● **Problem to work on**:
Write out the data below in full, unchanged, minus the images.

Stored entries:

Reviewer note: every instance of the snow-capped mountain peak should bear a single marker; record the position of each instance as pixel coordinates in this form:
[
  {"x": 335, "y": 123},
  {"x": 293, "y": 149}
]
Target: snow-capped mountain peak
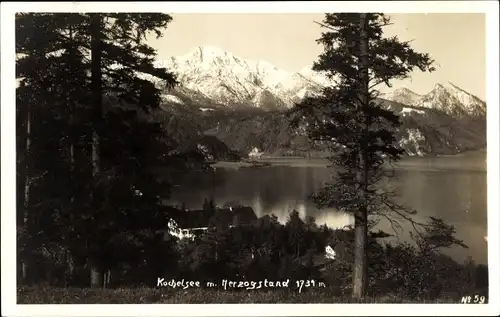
[
  {"x": 228, "y": 79},
  {"x": 211, "y": 73},
  {"x": 453, "y": 100},
  {"x": 403, "y": 95}
]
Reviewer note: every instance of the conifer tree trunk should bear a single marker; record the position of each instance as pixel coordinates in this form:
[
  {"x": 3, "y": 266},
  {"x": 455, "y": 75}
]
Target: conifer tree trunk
[
  {"x": 72, "y": 139},
  {"x": 96, "y": 274},
  {"x": 26, "y": 199},
  {"x": 361, "y": 216}
]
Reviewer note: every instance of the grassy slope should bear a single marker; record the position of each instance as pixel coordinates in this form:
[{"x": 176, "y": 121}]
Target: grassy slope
[{"x": 41, "y": 295}]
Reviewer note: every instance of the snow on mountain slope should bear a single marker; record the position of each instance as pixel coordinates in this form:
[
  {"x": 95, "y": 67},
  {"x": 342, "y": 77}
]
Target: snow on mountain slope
[
  {"x": 453, "y": 101},
  {"x": 403, "y": 95},
  {"x": 227, "y": 79}
]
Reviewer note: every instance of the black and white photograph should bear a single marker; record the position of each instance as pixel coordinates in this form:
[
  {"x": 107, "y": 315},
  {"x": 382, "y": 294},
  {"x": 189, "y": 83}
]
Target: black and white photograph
[{"x": 335, "y": 155}]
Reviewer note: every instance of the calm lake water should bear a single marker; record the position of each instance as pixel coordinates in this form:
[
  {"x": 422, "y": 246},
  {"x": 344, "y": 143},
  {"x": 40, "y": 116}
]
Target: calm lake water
[{"x": 449, "y": 187}]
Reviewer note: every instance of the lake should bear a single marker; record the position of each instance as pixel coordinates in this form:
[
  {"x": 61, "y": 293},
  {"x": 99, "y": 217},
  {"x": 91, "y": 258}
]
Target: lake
[{"x": 449, "y": 187}]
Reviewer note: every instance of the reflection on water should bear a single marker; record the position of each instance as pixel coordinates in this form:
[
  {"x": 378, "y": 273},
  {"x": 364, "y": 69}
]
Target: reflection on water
[{"x": 453, "y": 188}]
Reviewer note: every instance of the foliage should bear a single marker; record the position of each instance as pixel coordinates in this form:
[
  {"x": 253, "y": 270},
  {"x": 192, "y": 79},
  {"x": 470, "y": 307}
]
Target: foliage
[
  {"x": 359, "y": 131},
  {"x": 103, "y": 209}
]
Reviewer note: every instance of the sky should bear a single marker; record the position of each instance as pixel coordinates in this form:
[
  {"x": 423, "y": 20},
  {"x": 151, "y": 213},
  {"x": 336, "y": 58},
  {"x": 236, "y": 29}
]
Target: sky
[{"x": 456, "y": 41}]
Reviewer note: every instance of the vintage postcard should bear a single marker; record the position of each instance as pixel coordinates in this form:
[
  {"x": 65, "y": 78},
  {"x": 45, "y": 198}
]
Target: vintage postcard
[{"x": 206, "y": 154}]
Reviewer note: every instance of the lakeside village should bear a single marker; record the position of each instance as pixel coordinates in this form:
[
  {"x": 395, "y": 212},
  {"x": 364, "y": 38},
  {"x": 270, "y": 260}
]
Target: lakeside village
[{"x": 192, "y": 224}]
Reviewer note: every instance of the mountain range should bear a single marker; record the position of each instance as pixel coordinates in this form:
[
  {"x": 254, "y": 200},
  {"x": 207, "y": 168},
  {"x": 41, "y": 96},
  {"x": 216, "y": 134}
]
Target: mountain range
[{"x": 242, "y": 102}]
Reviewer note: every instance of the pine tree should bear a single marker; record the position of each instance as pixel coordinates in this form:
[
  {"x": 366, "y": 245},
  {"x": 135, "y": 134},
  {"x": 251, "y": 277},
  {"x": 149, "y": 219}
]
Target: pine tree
[
  {"x": 92, "y": 82},
  {"x": 349, "y": 118}
]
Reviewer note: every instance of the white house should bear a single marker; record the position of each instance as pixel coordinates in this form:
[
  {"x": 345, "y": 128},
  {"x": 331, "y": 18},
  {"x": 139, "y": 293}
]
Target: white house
[{"x": 255, "y": 153}]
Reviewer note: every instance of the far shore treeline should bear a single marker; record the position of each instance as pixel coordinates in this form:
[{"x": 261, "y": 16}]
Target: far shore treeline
[{"x": 90, "y": 211}]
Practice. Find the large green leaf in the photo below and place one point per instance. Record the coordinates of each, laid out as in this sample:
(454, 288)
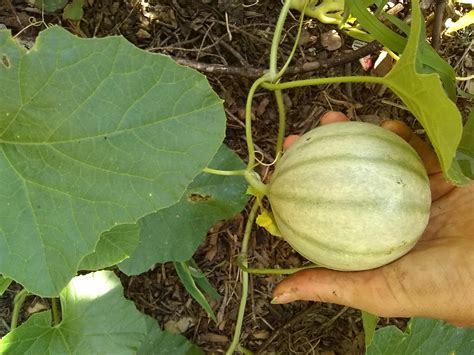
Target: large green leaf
(423, 336)
(175, 233)
(423, 94)
(4, 284)
(93, 133)
(158, 342)
(96, 319)
(113, 247)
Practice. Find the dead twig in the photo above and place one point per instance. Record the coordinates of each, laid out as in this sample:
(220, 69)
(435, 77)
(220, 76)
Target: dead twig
(253, 73)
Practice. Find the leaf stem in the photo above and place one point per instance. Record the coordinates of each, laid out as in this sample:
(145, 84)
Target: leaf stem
(225, 172)
(245, 280)
(17, 304)
(55, 309)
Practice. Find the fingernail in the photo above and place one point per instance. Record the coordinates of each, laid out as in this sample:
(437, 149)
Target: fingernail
(281, 299)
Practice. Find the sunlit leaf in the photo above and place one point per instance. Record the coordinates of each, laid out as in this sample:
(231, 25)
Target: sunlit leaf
(96, 319)
(429, 60)
(94, 133)
(423, 94)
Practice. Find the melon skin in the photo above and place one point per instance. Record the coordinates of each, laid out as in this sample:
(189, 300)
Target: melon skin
(350, 196)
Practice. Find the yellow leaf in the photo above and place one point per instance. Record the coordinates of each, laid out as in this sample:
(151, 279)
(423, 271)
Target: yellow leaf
(267, 221)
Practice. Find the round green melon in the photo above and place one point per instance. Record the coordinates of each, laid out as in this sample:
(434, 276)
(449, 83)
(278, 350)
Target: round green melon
(350, 196)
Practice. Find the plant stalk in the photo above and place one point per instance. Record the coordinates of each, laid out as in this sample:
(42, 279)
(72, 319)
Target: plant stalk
(264, 271)
(17, 305)
(281, 121)
(245, 280)
(276, 40)
(248, 120)
(55, 309)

● **Solution to the exercise**:
Reviewer note: every instance of the snow-capped mountain peak should bear a single marker; record the position of each instance as pixel coordinates in this form:
[
  {"x": 335, "y": 123},
  {"x": 293, "y": 149}
]
Target: snow-capped mountain peak
[
  {"x": 228, "y": 79},
  {"x": 211, "y": 73},
  {"x": 453, "y": 100},
  {"x": 403, "y": 95}
]
Reviewer note: every instance of the conifer tree trunk should bear a single marker; record the position of each instance as pixel coordinates in this form:
[
  {"x": 3, "y": 266},
  {"x": 455, "y": 75}
]
Target: conifer tree trunk
[
  {"x": 72, "y": 139},
  {"x": 96, "y": 274},
  {"x": 26, "y": 199},
  {"x": 361, "y": 216}
]
Reviewer note: every instance of the grassy slope should bear a single marker; record the position of each instance as pixel coordinates in this form:
[{"x": 176, "y": 121}]
Target: grassy slope
[{"x": 41, "y": 295}]
Reviewer note: every instance of the snow on mountain slope should bear a single marker; record the position of each instance as pixel coordinates in this form:
[
  {"x": 95, "y": 67},
  {"x": 342, "y": 77}
]
Target: snow on mountain slope
[
  {"x": 453, "y": 101},
  {"x": 403, "y": 95},
  {"x": 227, "y": 79}
]
Reviewer note: every instance of the black and white photograph should bear a single marker; record the position of each instance as pixel coordinates in this form:
[
  {"x": 107, "y": 315},
  {"x": 382, "y": 294},
  {"x": 189, "y": 83}
]
Target: black and white photograph
[{"x": 335, "y": 155}]
Reviewer note: every instance of the calm lake water should bear a single marker; record the position of each instance as pixel coordinates in this form:
[
  {"x": 422, "y": 246},
  {"x": 344, "y": 143},
  {"x": 40, "y": 116}
]
Target: calm lake water
[{"x": 449, "y": 187}]
Reviewer note: every instance of the lake should bear a single marker; record the position of each instance as pixel coordinates in this form:
[
  {"x": 61, "y": 293},
  {"x": 99, "y": 217},
  {"x": 91, "y": 258}
]
Target: lake
[{"x": 449, "y": 187}]
Reviewer note: every instance of the reflection on water should bear a single marker; record the position of each instance as pixel coordinates in this form:
[
  {"x": 378, "y": 273},
  {"x": 364, "y": 69}
]
Target: reflection on water
[{"x": 453, "y": 188}]
Reviewer note: every instance of the foliage should bear a single marker; record the position of each instance as pixel coordinates in this form:
[
  {"x": 253, "y": 270},
  {"x": 192, "y": 79},
  {"x": 470, "y": 307}
]
Target: foliage
[
  {"x": 359, "y": 131},
  {"x": 103, "y": 209}
]
Reviewer note: every instance of the sky should bear a single marker; record the position of each instance as pixel coordinates in this form:
[
  {"x": 423, "y": 20},
  {"x": 151, "y": 213},
  {"x": 336, "y": 58},
  {"x": 236, "y": 29}
]
Target: sky
[{"x": 456, "y": 41}]
Reviewer note: every instance of the vintage postcard should bear a single marker; record the position of each instance as pixel coordinates in this form:
[
  {"x": 65, "y": 78},
  {"x": 45, "y": 198}
]
Target: vintage postcard
[{"x": 206, "y": 154}]
Reviewer note: every instance of the lakeside village should bear a single marker; record the position of each instance as pixel coordinates in this form:
[
  {"x": 395, "y": 212},
  {"x": 364, "y": 38},
  {"x": 270, "y": 260}
]
Target: lakeside village
[{"x": 192, "y": 224}]
Reviewer note: every instance of the mountain range should bear a single marker; record the position of each instance as pixel coordinates in this form:
[
  {"x": 254, "y": 200},
  {"x": 207, "y": 168},
  {"x": 41, "y": 96},
  {"x": 216, "y": 134}
]
Target: mountain range
[{"x": 242, "y": 102}]
Reviewer note: every instance of the pine tree should bear a single marker; record the position of each instance as pixel coordinates in this form:
[
  {"x": 366, "y": 245},
  {"x": 135, "y": 134},
  {"x": 251, "y": 277},
  {"x": 149, "y": 219}
]
Target: pine tree
[
  {"x": 92, "y": 82},
  {"x": 349, "y": 118}
]
Reviewer note: every instance of the white house should bear a single marker; record the position of each instance as pixel coordinates in this form:
[
  {"x": 345, "y": 128},
  {"x": 331, "y": 18},
  {"x": 139, "y": 293}
]
Target: white house
[{"x": 255, "y": 153}]
Reviewer note: every instance of the far shore treeline should bear a single marker; record the position of each instance as pixel coordinates in this form:
[{"x": 261, "y": 16}]
Target: far shore treeline
[{"x": 90, "y": 211}]
Practice. Find the large green leaf in the photo below and place one point per instance. Record the coordinates of each, laid out as in this sample:
(454, 288)
Target: large green leaf
(423, 336)
(175, 233)
(423, 94)
(4, 284)
(93, 133)
(158, 342)
(96, 319)
(113, 247)
Practice. Find the dead twig in the photo above and place one point per instance. Record the coordinates of each, laid out as in this sample:
(220, 69)
(435, 77)
(220, 76)
Target: dead twig
(253, 73)
Practice. Find the leaf stem in the photo above and place one point per instance. Record the coordinates of each, laid out as in this sample:
(145, 84)
Target: leaf stem
(225, 172)
(245, 280)
(17, 304)
(55, 309)
Practice. Find the fingernail in the photo above and place one point per instance. Record the coordinates of each, laid out as in this sample:
(437, 149)
Target: fingernail
(281, 299)
Practice. Find the sunlit leaf in the photo above and place one point per instance. Record the coordinates of each, laid out as in this sample:
(231, 25)
Target: sunlit leaf
(96, 319)
(429, 60)
(94, 133)
(423, 94)
Practice. Find the melon skin in the photo above and place one point per instance. Record the coordinates of each, laid out as in this sample:
(189, 300)
Target: melon skin
(350, 196)
Practice. Find the yellow leaf in the photo above and place one point per instance. Record the coordinates of each, laid out as in this sample:
(151, 279)
(423, 271)
Target: yellow leaf
(267, 221)
Practice. Find the round green melon in the photo above and place one point per instance. Record the coordinates of each, laid out as in this sample:
(434, 276)
(449, 83)
(278, 350)
Target: round green melon
(350, 196)
Practice. Find the plant stalk in the photo above and place one point per instance. Record the coordinates of each, laid out as in this sample:
(42, 279)
(72, 319)
Target: plant stalk
(264, 271)
(17, 305)
(281, 121)
(245, 280)
(276, 40)
(248, 120)
(55, 309)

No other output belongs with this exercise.